Rewrite all of the material below, keeping every request line as it is, and scale each x and y coordinate in the answers by 1.4. Round each scaled coordinate to the nearest whole number, rounding halves up.

■ Information supplied:
_____
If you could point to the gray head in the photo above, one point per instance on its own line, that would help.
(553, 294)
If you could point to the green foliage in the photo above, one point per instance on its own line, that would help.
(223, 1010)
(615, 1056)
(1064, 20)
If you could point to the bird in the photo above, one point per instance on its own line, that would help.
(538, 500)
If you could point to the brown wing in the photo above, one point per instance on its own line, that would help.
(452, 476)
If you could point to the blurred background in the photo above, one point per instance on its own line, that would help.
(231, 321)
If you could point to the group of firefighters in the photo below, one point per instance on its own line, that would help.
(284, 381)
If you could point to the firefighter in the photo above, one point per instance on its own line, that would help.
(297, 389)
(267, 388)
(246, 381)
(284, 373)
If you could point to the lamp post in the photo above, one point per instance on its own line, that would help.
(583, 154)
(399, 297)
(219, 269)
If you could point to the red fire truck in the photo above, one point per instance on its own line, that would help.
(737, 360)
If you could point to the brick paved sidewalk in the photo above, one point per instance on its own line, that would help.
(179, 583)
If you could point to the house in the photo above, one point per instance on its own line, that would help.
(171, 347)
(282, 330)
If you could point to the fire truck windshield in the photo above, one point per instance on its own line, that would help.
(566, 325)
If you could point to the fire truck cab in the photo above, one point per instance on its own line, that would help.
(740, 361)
_____
■ Finished task:
If you could point to the gray head in the photo above, one point per instance on its own line, that would help.
(774, 412)
If you could point to the green foliage in the photo above, one point per instance on its own line, that would help.
(312, 1414)
(861, 1478)
(1490, 28)
If you could point to the bird in the photo above, one point per instance on its own line, that would help.
(753, 700)
If you could point to the brown wing in the photo above, one point per instance on its own line, that would help.
(633, 666)
If you could point to the blurred background in the photo above, one point per instance on its own line, that would help.
(323, 449)
If you could point to the group of firefighters in the photo below, one point per instance on its own line, that would help.
(398, 533)
If you could point to the firefighter in the photo above, one point per instance on its own line, that would help.
(416, 545)
(374, 543)
(344, 533)
(398, 522)
If you could point to the lamp post in the photo above, one point per instance on its own line, that would help.
(816, 216)
(559, 416)
(307, 377)
If you could point to the red fire truck in the photo above, one point per instance on its own line, that would help.
(1032, 504)
If you could point to the brick paved sidewalk in the photo above, one point per instance on its own line, that would help.
(251, 816)
If you could point to the house in the photo above, one point per instance on its own line, that would help.
(239, 486)
(395, 462)
If you could point to the fire truck windshield in the photo above, one point per instance on its own line, that would help.
(792, 455)
If you could point to the fire truck cab in the photo above, one point per instance on its own line, that would help.
(1036, 505)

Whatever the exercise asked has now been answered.